**Exercise requirements**
Rewrite the data from the start through the line with "(877, 549), (1010, 645)", swapping "green stripe" for "green band" and leaving everything else as is.

**Raw records**

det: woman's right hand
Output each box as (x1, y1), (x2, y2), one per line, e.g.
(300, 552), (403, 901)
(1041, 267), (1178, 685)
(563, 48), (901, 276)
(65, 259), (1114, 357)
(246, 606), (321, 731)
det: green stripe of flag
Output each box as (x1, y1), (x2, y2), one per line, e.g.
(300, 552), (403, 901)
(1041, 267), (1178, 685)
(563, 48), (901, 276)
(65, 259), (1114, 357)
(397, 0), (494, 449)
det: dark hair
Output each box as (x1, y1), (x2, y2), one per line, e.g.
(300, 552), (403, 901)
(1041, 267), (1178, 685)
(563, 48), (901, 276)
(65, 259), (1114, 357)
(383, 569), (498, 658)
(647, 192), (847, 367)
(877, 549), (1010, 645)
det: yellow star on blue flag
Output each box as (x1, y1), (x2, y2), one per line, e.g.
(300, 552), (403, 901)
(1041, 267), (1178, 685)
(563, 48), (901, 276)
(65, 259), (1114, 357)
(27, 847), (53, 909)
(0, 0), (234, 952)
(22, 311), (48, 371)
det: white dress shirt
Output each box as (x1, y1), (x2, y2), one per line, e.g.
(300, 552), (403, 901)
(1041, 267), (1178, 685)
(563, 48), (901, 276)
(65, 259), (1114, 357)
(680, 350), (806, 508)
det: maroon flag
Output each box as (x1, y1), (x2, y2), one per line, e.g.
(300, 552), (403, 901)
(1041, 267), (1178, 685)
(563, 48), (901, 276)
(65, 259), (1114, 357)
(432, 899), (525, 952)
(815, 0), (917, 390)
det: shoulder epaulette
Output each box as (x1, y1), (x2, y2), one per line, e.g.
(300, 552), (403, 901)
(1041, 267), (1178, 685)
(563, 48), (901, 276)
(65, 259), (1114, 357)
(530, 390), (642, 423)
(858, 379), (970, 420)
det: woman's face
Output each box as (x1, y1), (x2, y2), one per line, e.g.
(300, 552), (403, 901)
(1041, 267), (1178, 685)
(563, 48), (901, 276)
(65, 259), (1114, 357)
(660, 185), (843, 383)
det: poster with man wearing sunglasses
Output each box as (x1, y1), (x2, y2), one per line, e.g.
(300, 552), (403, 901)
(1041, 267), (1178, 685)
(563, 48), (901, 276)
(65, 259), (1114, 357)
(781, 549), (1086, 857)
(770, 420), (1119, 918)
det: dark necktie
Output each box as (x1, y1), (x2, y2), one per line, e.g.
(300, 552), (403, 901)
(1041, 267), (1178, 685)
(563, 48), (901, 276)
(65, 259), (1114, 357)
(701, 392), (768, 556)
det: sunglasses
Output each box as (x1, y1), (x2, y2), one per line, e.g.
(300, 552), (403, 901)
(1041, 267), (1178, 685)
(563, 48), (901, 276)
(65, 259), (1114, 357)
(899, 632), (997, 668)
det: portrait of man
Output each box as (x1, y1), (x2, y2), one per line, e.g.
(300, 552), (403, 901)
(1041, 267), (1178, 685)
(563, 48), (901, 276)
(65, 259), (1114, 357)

**The solution**
det: woman's right hand
Output each box as (x1, y1), (x2, y2), one per line, e.g.
(300, 552), (403, 901)
(1041, 267), (1178, 685)
(563, 48), (901, 276)
(65, 259), (1114, 357)
(246, 606), (321, 731)
det: green band of flag
Output each box as (x1, y1), (x2, y2), one per line, e.g.
(300, 552), (403, 901)
(1041, 267), (1178, 685)
(563, 48), (901, 276)
(65, 259), (1114, 357)
(397, 0), (494, 449)
det: dark hair
Output each box as (x1, y1), (x2, y2), one per line, e.g.
(300, 552), (403, 901)
(1041, 267), (1178, 685)
(563, 48), (901, 276)
(65, 259), (1114, 357)
(383, 569), (498, 658)
(647, 192), (847, 367)
(877, 549), (1010, 645)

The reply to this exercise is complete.